The problem = Render the lines below as a JSON list of strings, one string per line, skipping any blank lines.

Records from a pointing dataset
------------------------------------------------------------

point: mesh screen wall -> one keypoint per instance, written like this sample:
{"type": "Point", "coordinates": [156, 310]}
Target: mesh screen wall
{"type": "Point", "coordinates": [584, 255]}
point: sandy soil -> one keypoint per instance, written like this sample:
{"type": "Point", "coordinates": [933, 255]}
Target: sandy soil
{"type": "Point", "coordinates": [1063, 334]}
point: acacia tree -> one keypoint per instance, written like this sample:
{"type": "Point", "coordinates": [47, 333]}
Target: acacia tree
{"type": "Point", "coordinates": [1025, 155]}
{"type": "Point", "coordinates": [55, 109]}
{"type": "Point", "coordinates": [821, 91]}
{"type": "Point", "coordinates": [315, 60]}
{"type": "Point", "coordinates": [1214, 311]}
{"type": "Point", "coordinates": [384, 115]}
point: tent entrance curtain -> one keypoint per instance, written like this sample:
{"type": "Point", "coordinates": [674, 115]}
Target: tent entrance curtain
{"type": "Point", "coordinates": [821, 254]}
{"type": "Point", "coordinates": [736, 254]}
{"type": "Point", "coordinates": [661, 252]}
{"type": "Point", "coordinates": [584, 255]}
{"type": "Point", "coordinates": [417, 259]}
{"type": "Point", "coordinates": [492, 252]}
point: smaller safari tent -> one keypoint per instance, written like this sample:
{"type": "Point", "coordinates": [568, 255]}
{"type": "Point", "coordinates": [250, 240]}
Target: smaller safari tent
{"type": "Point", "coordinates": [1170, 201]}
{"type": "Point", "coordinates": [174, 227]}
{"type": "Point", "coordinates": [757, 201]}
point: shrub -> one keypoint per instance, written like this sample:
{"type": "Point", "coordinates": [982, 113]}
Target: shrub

------------------------------------------------------------

Answer to the problem =
[
  "point: mesh screen wall -> one keypoint per instance, written like this sample:",
  "{\"type\": \"Point\", \"coordinates\": [156, 310]}",
  "Target: mesh screen wall",
  "{\"type\": \"Point\", \"coordinates\": [584, 255]}",
  "point: sandy soil -> one keypoint per instance, written like this sample:",
  "{\"type\": \"Point\", \"coordinates\": [933, 255]}",
  "Target: sandy soil",
  "{\"type\": \"Point\", \"coordinates\": [1063, 334]}",
  "point: acacia tree -> one keypoint per instance, written like this sample:",
  "{\"type\": \"Point\", \"coordinates\": [47, 333]}",
  "Target: acacia tree",
  "{\"type\": \"Point\", \"coordinates\": [1025, 155]}",
  "{\"type\": \"Point\", \"coordinates\": [55, 109]}",
  "{\"type\": \"Point\", \"coordinates\": [821, 91]}",
  "{\"type\": \"Point\", \"coordinates\": [315, 60]}",
  "{\"type\": \"Point\", \"coordinates\": [1214, 311]}",
  "{\"type\": \"Point\", \"coordinates\": [384, 115]}",
  "point: tent entrance curtain -> one keypoint per instance, written like this sample:",
  "{\"type\": \"Point\", \"coordinates\": [674, 115]}",
  "Target: tent entrance curtain",
  "{\"type\": \"Point\", \"coordinates\": [821, 254]}",
  "{\"type\": \"Point\", \"coordinates\": [736, 254]}",
  "{\"type\": \"Point\", \"coordinates\": [661, 252]}",
  "{\"type\": \"Point\", \"coordinates\": [584, 255]}",
  "{\"type\": \"Point\", \"coordinates\": [417, 259]}",
  "{\"type\": \"Point\", \"coordinates\": [492, 252]}",
  "point: smaller safari tent -> one keypoint per instance, written like this sample:",
  "{\"type\": \"Point\", \"coordinates\": [568, 255]}",
  "{\"type\": \"Point\", \"coordinates\": [250, 240]}",
  "Target: smaller safari tent",
  "{\"type\": \"Point\", \"coordinates\": [1170, 201]}",
  "{\"type\": \"Point\", \"coordinates\": [174, 227]}",
  "{\"type\": \"Point\", \"coordinates\": [757, 201]}",
  "point: shrub -> one keypoint per instance, written like this sample:",
  "{\"type\": \"Point\", \"coordinates\": [982, 113]}",
  "Target: shrub"
]